======== Extract
Movie Review: “Inside Out”

Starring
Amy Poehler, Phyllis Smith, Mindy Kaling, Bill Hader, Lewis Black, Richard Kind, Diane Lane, Kyle MacLachlan
Directors
Pete Docter & Ronaldo Del Carmen

“Inside Out” has a sweet, entertaining story at its core, but it requires one of the characters to act like a complete idiot in order to set it into motion, and no matter how enjoyable the rest of the movie may be – and thankfully, it is – those acts will linger in the back of your mind, which, come to think of it, the filmmakers might find ironically funny. It’s not, though; it’s a shortcut, the kind of thing Pixar steadfastly avoided in their storytelling for well over a decade, and now that they have been getting their asses kicked by their peers at Disney Animation (“Frozen,” “Wreck-It Ralph,” “Big Hero 6”) for the last three years, you’d think that they would come up with a better story than this. And to be fair, they came up with a good concept; it just has a bad setup.
================
§ Written problem: Resume the "Inside Out" review after its final sentence and keep writing in the same voice.
======== Given information
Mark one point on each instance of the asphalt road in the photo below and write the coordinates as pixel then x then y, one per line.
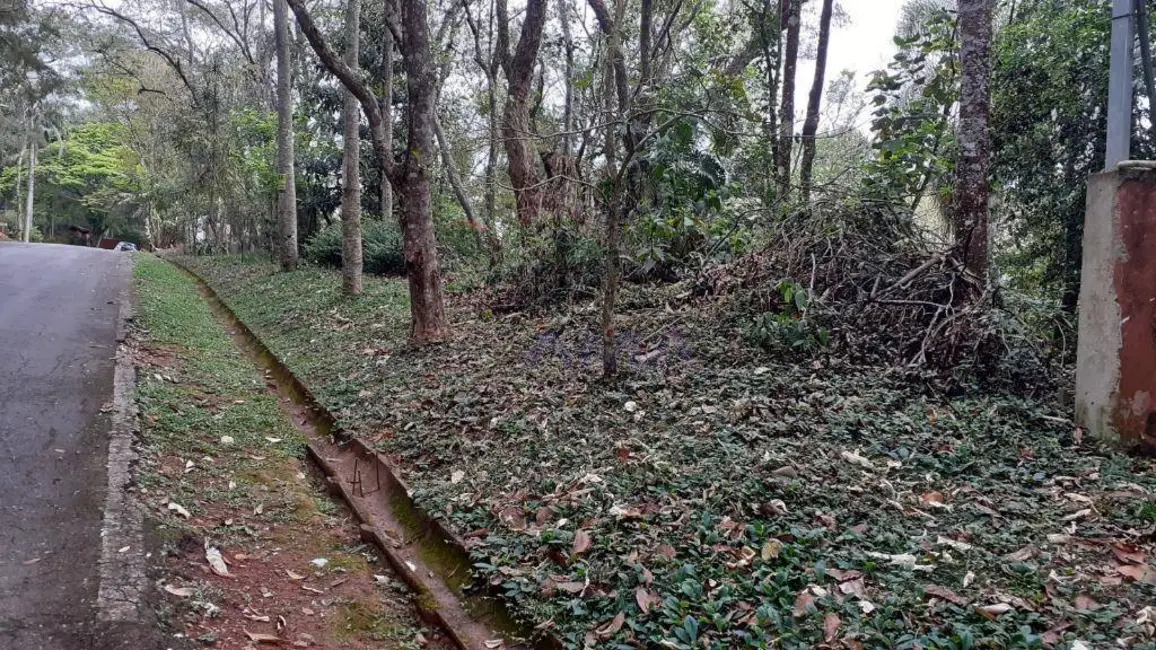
================
§ Answer below:
As Riley Anderson (Kaitlyn Dias) is born, we see her emotions being “born,” as it were, in her head. The first two, as one might imagine, are Joy (Amy Poehler) and Sadness (Phyllis Smith), but they are soon joined by Fear (Bill Hader), Anger (Lewis Black, in the part he was born to play), and Disgust (Mindy Kaling). Most of the time, Joy is in charge of Riley’s emotions because Riley lives a charmed life, but when Riley’s father moves the family from Minnesota to San Francisco for a work opportunity, Riley’s emotions are all out of whack, a problem that is worsened when Sadness continues to taint core memories so that they turn from happy ones to sad ones in Riley’s mind. In her attempt to stop this from happening, Joy tries to take control of the situation, but in the process, she and Sadness accidentally get transferred to Riley’s long-term memory and far away from the control panel, leaving Fear, Anger and Disgust in charge. Riley becomes an emotional wreck, and the longer Joy is away, the worse things get.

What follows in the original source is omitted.